Kutipan Dokumen:
· · · · ·
Lama Baca 11 Menit

Ini Dia Beda UU Cipta Kerja Indonesia dengan China

10 October 2020, 19:16 WIB

Ini Dia Beda UU Cipta Kerja Indonesia dengan China-Image-1

Ini Dia Beda UU Cipta Kerja Indonesia dengan China - gambar diambil dari internet, segala keluhan mengenai hak cipta, dapat menghubungi kami

Jakarta, Bolong.id - Baru-baru ini masyarakat Indonesia ramai membicarakan Undang-Undang Cipta Kerja yang baru saja disahkan pada Senin (5/10/2020) kemarin oleh DPR RI. Dikebutnya pembahasan RUU ini diklaim demi kemudahan investasi di Indonesia.

Yuk, cari tahu beberapa perbedaan UU terkait pekerjaan ini dengan yang diterapkan oleh pemerintah Tiongkok!

  1. Upah Minimum

Salah satu poin yang ditolak serikat buruh dalam UU Cipta Kerja adalah penghapusan upah minimum kota/kabupaten (UMK) dan digantikan dengan upah minimum provinsi (UMP). Penghapusan itu dinilai membuat upah pekerja lebih rendah. Padahal, dalam Undang-Undang Ketenagakerjaan Nomor 13 Tahun 2003 disebutkan, tidak boleh ada pekerja yang mendapat upah di bawah upah minimum. Sementara itu, baik UMP dan UMK, ditetapkan oleh gubernur dengan memperhatikan rekomendasi dari dewan pengupahan provinsi dan bupati/wali kota. Penetapan UMK dan UMP didasarkan atas perhitungan Kebutuhan Layak Hidup atau KLH.

Dilansir dari nhglobalpartners.com, Selasa (6/10/2020), upah minimum di Tiongkok bervariasi berdasarkan apa yang ditetapkan oleh masing-masing pemerintah daerah. Ini diubah setiap tahun atau setiap dua tahun berdasarkan biaya hidup, tingkat upah rata-rata; dan tingkat perkembangan ekonomi daerah tertentu. Upah minimum ini biasanya terdiri dari upah minimum bulanan dan upah minimum per jam untuk karyawan penuh waktu dan paruh waktu.

Sebagai gambaran, pada Maret 2018, Kongres Rakyat Nasional melalui Rencana Reformasi Kelembagaan Dewan Negara 2018 menaikkan upah minimum di Shanghai mulai 1 April 2018. Rata-rata gaji bulanan di Shanghai, yang menjadi dasar penghitungan pesangon dan asuransi sosial, meningkat 5,2% dari upah minimum sebelumnya. Secara efektif, dengan kenaikan tersebut, rata-rata gaji bulanan di Shanghai sekarang menjadi RMB 7.172 (sekitar Rp15,59 juta). Untuk karyawan paruh waktu, tarif per jam dinaikkan satu yuan per jam, yaitu dari 20 yuan (sekitar Rp43 ribu) menjadi 21 yuan (sekitar Rp45 ribu) per jam.
· · · · ·
[Data Terkumpul]
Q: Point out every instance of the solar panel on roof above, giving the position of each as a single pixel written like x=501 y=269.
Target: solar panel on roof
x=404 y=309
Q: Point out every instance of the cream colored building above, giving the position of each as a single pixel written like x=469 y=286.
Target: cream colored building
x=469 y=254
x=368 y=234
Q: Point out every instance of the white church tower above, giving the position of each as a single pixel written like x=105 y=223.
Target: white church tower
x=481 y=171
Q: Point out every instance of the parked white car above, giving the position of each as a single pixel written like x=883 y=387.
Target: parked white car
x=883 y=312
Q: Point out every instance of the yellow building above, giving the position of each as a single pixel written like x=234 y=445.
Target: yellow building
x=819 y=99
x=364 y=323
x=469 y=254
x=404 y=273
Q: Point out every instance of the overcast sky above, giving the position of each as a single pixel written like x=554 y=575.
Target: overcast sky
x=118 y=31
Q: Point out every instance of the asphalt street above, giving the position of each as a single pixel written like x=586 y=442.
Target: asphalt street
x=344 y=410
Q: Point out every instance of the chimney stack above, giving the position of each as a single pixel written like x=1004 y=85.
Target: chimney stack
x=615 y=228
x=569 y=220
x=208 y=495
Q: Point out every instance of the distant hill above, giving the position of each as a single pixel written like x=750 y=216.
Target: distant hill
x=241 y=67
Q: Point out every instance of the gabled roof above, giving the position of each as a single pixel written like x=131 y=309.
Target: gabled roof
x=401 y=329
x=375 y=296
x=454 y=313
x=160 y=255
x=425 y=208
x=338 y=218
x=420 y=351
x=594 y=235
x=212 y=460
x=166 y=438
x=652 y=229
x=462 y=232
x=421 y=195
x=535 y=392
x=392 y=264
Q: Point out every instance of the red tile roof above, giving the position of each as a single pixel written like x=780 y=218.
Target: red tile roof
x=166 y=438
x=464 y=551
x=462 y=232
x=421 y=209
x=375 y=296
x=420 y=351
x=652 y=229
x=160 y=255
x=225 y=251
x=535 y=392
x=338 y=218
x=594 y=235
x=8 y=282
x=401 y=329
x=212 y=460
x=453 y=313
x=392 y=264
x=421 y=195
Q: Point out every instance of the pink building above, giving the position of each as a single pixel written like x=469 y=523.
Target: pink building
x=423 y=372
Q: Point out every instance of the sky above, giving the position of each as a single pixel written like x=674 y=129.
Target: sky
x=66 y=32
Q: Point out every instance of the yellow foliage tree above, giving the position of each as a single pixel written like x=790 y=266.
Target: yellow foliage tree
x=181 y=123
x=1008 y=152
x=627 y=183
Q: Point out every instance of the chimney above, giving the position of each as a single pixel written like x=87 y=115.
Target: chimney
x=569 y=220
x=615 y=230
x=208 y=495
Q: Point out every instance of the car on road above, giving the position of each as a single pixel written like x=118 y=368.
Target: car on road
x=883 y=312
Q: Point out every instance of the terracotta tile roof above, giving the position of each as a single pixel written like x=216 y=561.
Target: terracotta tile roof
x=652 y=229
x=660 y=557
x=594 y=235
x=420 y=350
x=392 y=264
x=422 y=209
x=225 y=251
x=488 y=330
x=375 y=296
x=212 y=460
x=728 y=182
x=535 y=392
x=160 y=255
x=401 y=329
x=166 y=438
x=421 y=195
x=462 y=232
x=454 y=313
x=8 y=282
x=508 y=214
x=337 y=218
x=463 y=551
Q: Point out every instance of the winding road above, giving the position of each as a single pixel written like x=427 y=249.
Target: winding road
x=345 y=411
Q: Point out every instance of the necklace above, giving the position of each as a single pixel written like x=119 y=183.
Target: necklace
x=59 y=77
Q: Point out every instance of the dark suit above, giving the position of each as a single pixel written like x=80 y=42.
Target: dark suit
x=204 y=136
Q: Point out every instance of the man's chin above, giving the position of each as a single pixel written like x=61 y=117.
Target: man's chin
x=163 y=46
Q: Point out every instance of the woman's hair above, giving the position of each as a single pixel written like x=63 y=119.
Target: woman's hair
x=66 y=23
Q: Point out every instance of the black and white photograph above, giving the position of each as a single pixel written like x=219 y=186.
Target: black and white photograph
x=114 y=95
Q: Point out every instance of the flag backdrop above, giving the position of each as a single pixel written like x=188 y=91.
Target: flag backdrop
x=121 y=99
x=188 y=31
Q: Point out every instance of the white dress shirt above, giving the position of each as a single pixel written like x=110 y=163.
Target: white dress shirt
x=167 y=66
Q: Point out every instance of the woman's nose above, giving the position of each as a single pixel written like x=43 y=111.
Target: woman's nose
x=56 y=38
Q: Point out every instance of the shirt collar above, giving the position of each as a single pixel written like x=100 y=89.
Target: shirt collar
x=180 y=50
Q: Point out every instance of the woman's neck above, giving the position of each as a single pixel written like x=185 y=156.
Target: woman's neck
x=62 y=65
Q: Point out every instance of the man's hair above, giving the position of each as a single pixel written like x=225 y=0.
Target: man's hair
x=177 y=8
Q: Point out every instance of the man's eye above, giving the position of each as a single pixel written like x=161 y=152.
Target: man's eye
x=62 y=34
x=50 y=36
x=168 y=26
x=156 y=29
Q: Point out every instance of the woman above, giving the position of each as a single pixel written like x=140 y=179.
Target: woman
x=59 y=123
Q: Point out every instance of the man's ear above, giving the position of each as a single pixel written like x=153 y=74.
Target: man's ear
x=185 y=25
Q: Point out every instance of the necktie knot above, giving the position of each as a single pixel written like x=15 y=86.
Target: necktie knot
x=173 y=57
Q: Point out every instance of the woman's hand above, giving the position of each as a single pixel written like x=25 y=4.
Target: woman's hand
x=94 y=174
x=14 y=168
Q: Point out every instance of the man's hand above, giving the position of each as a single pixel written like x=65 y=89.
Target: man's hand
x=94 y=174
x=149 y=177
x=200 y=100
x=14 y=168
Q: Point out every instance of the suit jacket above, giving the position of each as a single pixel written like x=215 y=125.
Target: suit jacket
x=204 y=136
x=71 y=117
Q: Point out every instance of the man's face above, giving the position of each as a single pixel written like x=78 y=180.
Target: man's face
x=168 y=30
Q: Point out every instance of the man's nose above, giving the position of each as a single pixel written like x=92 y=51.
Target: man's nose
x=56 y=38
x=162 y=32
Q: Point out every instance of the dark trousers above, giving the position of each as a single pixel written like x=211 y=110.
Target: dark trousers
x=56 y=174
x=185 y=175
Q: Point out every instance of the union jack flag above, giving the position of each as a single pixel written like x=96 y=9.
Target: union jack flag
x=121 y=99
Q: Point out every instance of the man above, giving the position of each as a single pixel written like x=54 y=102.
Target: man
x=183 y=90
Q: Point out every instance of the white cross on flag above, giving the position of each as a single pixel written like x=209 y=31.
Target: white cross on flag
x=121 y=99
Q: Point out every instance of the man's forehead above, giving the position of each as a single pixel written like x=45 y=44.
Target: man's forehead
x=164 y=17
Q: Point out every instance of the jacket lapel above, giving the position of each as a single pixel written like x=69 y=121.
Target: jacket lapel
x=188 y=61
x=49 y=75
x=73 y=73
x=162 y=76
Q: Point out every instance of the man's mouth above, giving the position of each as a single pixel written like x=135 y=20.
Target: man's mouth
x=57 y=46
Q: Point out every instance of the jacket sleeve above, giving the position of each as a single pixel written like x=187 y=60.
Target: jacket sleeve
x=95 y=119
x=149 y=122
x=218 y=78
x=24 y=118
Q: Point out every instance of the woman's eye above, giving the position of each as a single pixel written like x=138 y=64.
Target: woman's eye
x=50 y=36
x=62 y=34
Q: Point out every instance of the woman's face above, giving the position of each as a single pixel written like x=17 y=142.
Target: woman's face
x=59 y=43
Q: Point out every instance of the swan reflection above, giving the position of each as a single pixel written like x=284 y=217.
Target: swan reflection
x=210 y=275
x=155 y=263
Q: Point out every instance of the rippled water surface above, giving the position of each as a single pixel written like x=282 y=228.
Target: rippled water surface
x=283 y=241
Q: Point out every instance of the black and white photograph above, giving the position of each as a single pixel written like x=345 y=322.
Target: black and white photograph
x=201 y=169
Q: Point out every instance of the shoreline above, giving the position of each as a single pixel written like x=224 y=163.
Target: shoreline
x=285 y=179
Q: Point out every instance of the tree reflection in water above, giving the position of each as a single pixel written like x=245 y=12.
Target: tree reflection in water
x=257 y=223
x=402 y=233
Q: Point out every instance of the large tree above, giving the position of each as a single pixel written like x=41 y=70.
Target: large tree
· · · · ·
Tugas yang Dikerjakan:
**A.** Salin bagian artikel tentang perbedaan UU Cipta Kerja Indonesia dan China, mulai dari "1. Upah Minimum" dan berakhir pada "Hidup atau KLH.".
**B.** Tolong masukkan baris-baris catatan ke dalam daftar bernomor, mulai dari baris yang memuat "like x=345 y=322." sampai baris yang memuat "x=201 y=169", keduanya termasuk, tanpa baris kosong.

Jawaban Lengkap:
**A.**
1. Upah Minimum

Salah satu poin yang ditolak serikat buruh dalam UU Cipta Kerja adalah penghapusan upah minimum kota/kabupaten (UMK) dan digantikan dengan upah minimum provinsi (UMP). Penghapusan itu dinilai membuat upah pekerja lebih rendah. Padahal, dalam Undang-Undang Ketenagakerjaan Nomor 13 Tahun 2003 disebutkan, tidak boleh ada pekerja yang mendapat upah di bawah upah minimum. Sementara itu, baik UMP dan UMK, ditetapkan oleh gubernur dengan memperhatikan rekomendasi dari dewan pengupahan provinsi dan bupati/wali kota. Penetapan UMK dan UMP didasarkan atas perhitungan Kebutuhan Layak Hidup atau KLH.

**B.**
1. Q: Point out every instance of the black and white photograph above, giving the position of each as a single pixel written like x=345 y=322.
2. Target: black and white photograph
3. x=201 y=169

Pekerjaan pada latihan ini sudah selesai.